# STATED PROBLEM
Check each statement against the profile of William McKeag below and answer yes or no, quoting the words from the profile that decide it: 1. He was born in County Durham. 2. He was chairman of Newcastle United F.C. until 1965. 3. He attended Johnston's School in Durham.

Chairman of Newcastle United F.C.
- In office 1957–1960
- Preceded by: Wilf Taylor
- Succeeded by: Wally Hurford

Member of Parliament for City of Durham
- In office 27 October 1931 – 14 November 1935
- Preceded by: Joshua Ritson
- Succeeded by: Joshua Ritson

Personal details
- Born: 29 June 1897 County Durham, England
- Died: 4 October 1972 (aged 75) Whitley Bay, Northumberland, England
- Party: Conservative Liberal, National Liberal, Progressive (formerly)
- Spouse: Marie Crow ​(m. 1922)​
- Children: 3, including Gordon
- Occupation: Politician, soldier, solicitor

= William McKeag =

English politician (1897–1972)

William McKeag MSM (29 June 1897 – 4 October 1972) was a British politician, soldier and solicitor. His political affiliations changed over the years from Liberal to National Liberal, back to Liberal and finally to Conservative, but he never wavered from a fierce loyalty to his native North East of England and was described in his obituary in The Times as one of the North East's leading figures, a keen publicist for the area and for Tyneside in particular.

==Early life and education==
William McKeag was born in County Durham, the son of William McKeag Sr. of Carrville near Belmont. McKeag was educated at Belmont School, at Johnston's School in Durham and privately. Afterwards, McKeag qualified as a solicitor becoming a partner in firm of Molineux McKeag and Cooper, which had offices in Newcastle upon Tyne and Durham. He later became the director of various companies.

# EXCERPTED RECORDS
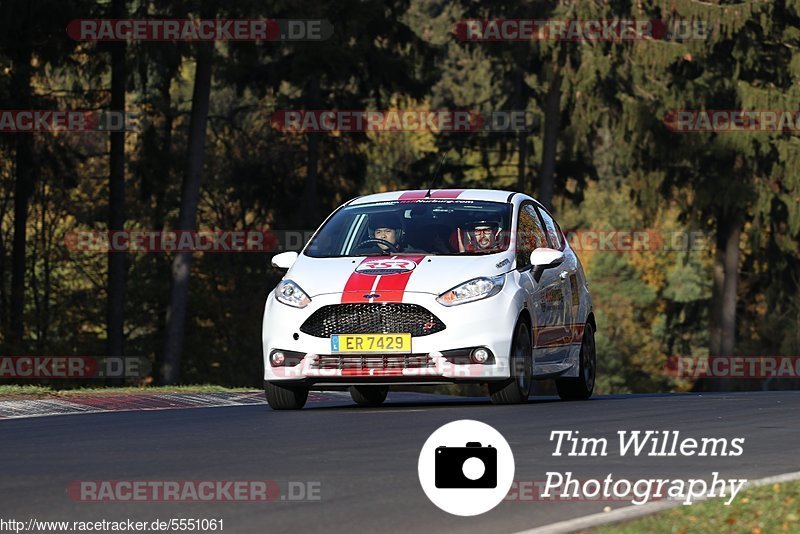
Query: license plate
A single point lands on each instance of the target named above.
(371, 343)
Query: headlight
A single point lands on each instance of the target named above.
(290, 294)
(475, 289)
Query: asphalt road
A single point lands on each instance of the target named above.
(365, 460)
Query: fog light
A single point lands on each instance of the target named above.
(480, 355)
(277, 358)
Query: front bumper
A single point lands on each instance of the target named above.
(485, 323)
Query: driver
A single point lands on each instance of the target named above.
(480, 236)
(386, 227)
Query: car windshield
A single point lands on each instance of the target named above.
(427, 226)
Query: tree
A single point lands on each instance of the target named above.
(190, 197)
(116, 184)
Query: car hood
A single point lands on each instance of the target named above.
(391, 276)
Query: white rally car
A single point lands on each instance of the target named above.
(430, 287)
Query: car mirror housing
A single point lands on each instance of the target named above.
(284, 260)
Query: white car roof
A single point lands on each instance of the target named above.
(492, 195)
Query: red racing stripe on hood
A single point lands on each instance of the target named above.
(357, 285)
(361, 287)
(391, 288)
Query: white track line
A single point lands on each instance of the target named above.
(634, 512)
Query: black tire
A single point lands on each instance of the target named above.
(581, 388)
(369, 395)
(285, 397)
(516, 389)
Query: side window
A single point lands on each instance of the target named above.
(553, 233)
(530, 235)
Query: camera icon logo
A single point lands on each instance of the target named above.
(466, 467)
(472, 466)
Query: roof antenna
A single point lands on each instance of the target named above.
(436, 176)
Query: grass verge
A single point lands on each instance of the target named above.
(769, 508)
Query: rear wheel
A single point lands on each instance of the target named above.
(369, 395)
(581, 388)
(285, 397)
(518, 387)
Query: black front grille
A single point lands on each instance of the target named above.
(372, 361)
(388, 318)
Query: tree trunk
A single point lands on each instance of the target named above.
(722, 316)
(182, 263)
(116, 205)
(310, 194)
(23, 189)
(730, 287)
(552, 127)
(521, 102)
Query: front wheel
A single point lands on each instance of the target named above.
(285, 397)
(581, 388)
(517, 388)
(369, 395)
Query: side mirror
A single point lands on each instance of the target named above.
(546, 257)
(284, 260)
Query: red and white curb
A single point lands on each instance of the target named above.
(16, 409)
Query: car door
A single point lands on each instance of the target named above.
(568, 276)
(544, 289)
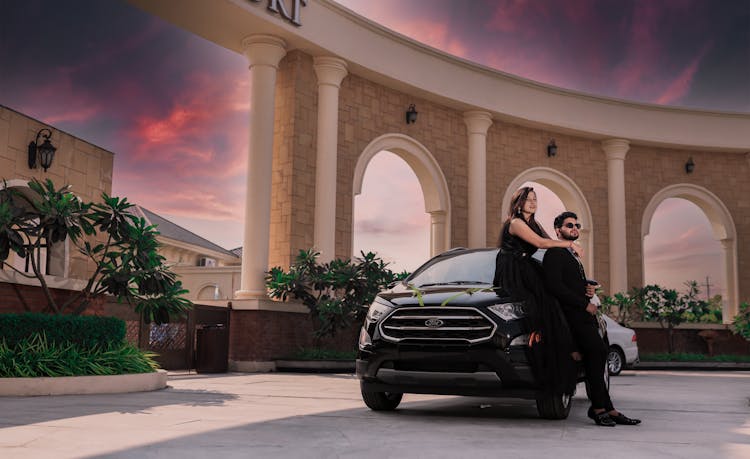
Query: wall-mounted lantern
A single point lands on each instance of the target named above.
(690, 166)
(44, 153)
(551, 148)
(411, 114)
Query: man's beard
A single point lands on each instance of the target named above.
(568, 237)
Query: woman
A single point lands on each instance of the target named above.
(520, 277)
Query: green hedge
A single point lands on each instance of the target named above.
(35, 356)
(83, 331)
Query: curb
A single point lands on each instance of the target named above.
(315, 366)
(702, 366)
(82, 385)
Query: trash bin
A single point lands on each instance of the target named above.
(212, 349)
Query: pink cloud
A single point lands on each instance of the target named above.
(681, 85)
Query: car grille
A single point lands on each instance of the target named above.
(442, 323)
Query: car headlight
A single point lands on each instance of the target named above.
(508, 311)
(521, 340)
(377, 311)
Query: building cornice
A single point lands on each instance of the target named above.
(405, 65)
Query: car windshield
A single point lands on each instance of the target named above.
(463, 268)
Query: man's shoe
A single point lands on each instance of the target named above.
(624, 420)
(601, 419)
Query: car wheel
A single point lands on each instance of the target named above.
(381, 401)
(554, 406)
(615, 361)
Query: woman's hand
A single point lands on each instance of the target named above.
(577, 249)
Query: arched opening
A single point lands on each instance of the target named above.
(431, 181)
(389, 216)
(209, 292)
(558, 193)
(52, 259)
(704, 216)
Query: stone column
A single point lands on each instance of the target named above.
(330, 71)
(616, 150)
(437, 233)
(263, 53)
(477, 123)
(730, 308)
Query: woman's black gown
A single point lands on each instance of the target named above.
(519, 276)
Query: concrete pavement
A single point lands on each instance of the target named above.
(686, 415)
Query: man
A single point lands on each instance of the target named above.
(566, 280)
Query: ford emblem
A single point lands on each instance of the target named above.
(433, 322)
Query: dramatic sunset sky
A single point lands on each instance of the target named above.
(174, 108)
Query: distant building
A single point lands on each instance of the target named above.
(206, 269)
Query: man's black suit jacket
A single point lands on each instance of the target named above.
(566, 280)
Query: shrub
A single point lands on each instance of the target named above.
(335, 292)
(741, 322)
(82, 331)
(37, 356)
(121, 247)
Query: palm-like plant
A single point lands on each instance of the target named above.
(121, 246)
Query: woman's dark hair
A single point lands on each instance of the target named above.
(515, 211)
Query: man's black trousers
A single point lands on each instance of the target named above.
(594, 350)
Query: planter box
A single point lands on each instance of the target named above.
(316, 366)
(79, 385)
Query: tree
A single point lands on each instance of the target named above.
(741, 322)
(334, 292)
(122, 247)
(621, 307)
(667, 307)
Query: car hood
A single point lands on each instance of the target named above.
(448, 295)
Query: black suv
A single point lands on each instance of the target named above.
(443, 330)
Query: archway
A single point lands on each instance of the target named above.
(431, 180)
(572, 198)
(722, 227)
(209, 291)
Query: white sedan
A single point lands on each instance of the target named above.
(623, 346)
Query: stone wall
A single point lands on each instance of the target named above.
(86, 167)
(262, 336)
(368, 110)
(687, 340)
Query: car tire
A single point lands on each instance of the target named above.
(615, 361)
(554, 406)
(381, 401)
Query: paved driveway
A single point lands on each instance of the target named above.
(686, 415)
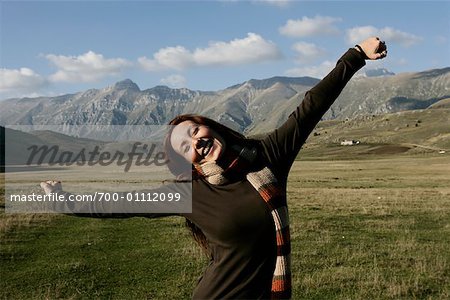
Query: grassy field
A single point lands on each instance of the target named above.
(375, 228)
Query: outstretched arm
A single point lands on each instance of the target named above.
(282, 145)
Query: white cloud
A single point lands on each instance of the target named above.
(388, 34)
(20, 81)
(88, 67)
(307, 52)
(251, 49)
(278, 3)
(174, 80)
(310, 27)
(319, 71)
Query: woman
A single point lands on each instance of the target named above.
(239, 211)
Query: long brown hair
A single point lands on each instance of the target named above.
(231, 137)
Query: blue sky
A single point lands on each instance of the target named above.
(58, 47)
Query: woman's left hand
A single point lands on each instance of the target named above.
(373, 48)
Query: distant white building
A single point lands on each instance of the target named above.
(349, 142)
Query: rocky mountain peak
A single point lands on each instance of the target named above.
(126, 84)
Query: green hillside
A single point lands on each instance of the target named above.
(404, 133)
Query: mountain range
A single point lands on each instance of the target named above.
(251, 107)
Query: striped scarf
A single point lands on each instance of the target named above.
(266, 184)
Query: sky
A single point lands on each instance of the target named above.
(60, 47)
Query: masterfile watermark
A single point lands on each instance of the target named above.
(53, 156)
(111, 169)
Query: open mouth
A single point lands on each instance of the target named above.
(205, 145)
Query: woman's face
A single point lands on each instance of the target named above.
(196, 143)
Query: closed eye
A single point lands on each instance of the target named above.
(186, 149)
(195, 131)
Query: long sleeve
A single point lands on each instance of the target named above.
(283, 144)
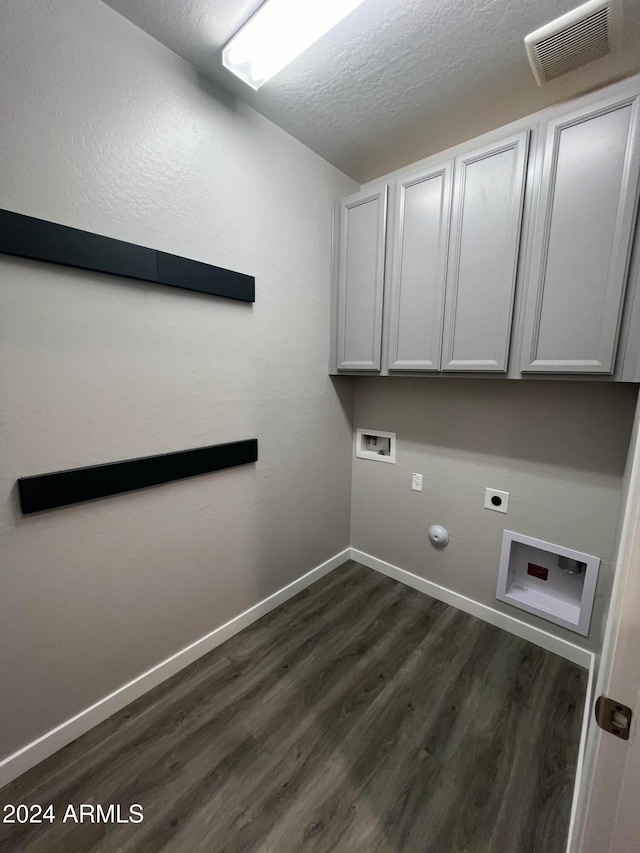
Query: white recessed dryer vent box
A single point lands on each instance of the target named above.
(550, 581)
(376, 445)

# RESPONSE TO THE EXERCISE
1. Yes: "William McKeag was born in County Durham"
2. No: "In office 1957–1960"
3. Yes: "at Johnston's School in Durham"